Excerpt from a dataset:
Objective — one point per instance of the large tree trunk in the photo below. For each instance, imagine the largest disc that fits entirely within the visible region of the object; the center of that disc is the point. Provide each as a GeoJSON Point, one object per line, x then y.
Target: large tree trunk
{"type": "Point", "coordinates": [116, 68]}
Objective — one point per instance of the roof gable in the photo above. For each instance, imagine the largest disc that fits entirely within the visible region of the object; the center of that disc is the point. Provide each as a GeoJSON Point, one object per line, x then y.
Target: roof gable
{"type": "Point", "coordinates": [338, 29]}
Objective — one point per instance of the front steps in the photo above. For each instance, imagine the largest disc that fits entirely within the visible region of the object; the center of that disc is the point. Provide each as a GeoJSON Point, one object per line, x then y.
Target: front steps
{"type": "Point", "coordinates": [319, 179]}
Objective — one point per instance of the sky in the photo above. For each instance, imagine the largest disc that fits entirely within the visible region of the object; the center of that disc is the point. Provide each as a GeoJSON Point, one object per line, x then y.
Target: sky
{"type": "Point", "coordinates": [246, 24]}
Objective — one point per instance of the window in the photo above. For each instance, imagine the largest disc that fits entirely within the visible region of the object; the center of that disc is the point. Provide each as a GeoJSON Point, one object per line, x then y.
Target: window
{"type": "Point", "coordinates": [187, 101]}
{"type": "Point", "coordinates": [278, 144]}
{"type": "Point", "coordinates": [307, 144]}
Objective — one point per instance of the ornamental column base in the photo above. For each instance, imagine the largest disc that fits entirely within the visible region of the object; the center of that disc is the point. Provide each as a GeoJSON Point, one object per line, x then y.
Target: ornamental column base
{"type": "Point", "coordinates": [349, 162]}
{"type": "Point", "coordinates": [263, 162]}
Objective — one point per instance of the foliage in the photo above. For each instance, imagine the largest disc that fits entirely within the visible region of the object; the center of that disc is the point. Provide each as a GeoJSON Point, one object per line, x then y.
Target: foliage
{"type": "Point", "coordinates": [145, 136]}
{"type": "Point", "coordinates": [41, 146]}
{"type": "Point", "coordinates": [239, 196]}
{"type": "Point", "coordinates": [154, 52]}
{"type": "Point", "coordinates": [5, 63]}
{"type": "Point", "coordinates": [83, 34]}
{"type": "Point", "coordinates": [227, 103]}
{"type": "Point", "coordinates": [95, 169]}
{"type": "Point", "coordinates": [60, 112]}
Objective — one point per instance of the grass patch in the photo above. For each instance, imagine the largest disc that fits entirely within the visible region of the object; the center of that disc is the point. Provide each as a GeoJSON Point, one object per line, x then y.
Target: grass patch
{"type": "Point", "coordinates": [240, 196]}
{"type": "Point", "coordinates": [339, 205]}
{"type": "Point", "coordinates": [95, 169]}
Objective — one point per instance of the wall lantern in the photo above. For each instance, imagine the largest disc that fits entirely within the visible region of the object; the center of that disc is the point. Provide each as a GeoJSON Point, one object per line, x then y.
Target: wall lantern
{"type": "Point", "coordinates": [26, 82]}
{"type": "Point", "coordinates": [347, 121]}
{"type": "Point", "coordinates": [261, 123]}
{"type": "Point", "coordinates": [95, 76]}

Instruction: Reproduce every line of the records above without any change.

Completed exercise:
Objective — one point per instance of the large tree trunk in the photo below. For each instance, imagine the largest disc that fits entirely within the visible region of the object; the center of that disc is the point. Provide each as a GeoJSON Point, one object per line, x then y.
Target: large tree trunk
{"type": "Point", "coordinates": [116, 68]}
Objective — one point per instance of the roof gable in the photo above. For each instance, imagine the largest disc that fits entirely within the visible region of the object; the center of that disc is the point. Provide each as a GeoJSON Point, one object per line, x then y.
Target: roof gable
{"type": "Point", "coordinates": [338, 29]}
Objective — one point per instance of the front steps in the photo above. For each instance, imagine the largest disc that fits entirely within the visible region of the object; the center of that disc is the point. Provide each as a GeoJSON Point, one object per line, x then y.
Target: front steps
{"type": "Point", "coordinates": [319, 179]}
Objective — one point per instance of the sky in the photo above. For each instance, imagine the largest disc that fits entirely within the visible region of the object; the center of that disc is the point. Provide each as a GeoJSON Point, one object per line, x then y.
Target: sky
{"type": "Point", "coordinates": [246, 24]}
Objective — one point per instance of the window in the photo above. For each instance, imagine the largest disc that fits entirely within the visible region of the object; the center of that disc is the point. Provide each as a GeoJSON Point, one object per line, x then y.
Target: window
{"type": "Point", "coordinates": [187, 101]}
{"type": "Point", "coordinates": [278, 144]}
{"type": "Point", "coordinates": [307, 144]}
Objective — one point per instance of the ornamental column base in the photo above. For each instance, imagine the largest disc that fits entirely within the visible region of the object; the center of that disc is the point. Provide each as a GeoJSON Point, one object per line, x then y.
Target: ornamental column base
{"type": "Point", "coordinates": [349, 162]}
{"type": "Point", "coordinates": [263, 162]}
Objective — one point per instance of the foliage in the photo above. For each instance, imagine the largest disc that fits entirely within the visible region of the object; the center of that disc is the point. Provide each as a GeoJSON Point, one object per line, x then y.
Target: foliage
{"type": "Point", "coordinates": [145, 136]}
{"type": "Point", "coordinates": [41, 146]}
{"type": "Point", "coordinates": [239, 196]}
{"type": "Point", "coordinates": [154, 52]}
{"type": "Point", "coordinates": [5, 63]}
{"type": "Point", "coordinates": [83, 34]}
{"type": "Point", "coordinates": [227, 103]}
{"type": "Point", "coordinates": [95, 169]}
{"type": "Point", "coordinates": [60, 112]}
Objective — one point per instance of the grass patch in the photo above. For each instance, imagine the largest disc that fits entirely within the visible region of the object; the center of that disc is the point. Provide each as a GeoJSON Point, one object per line, x then y.
Target: grass patch
{"type": "Point", "coordinates": [240, 196]}
{"type": "Point", "coordinates": [339, 205]}
{"type": "Point", "coordinates": [95, 169]}
Objective — one point per instance of the wall lantern in the photo above. For each instance, imagine the largest disc that fits entirely within the visible region of the object; the center of that disc is the point. Provide each as a GeoJSON Point, one object per line, x then y.
Target: wall lantern
{"type": "Point", "coordinates": [26, 82]}
{"type": "Point", "coordinates": [347, 121]}
{"type": "Point", "coordinates": [261, 123]}
{"type": "Point", "coordinates": [95, 76]}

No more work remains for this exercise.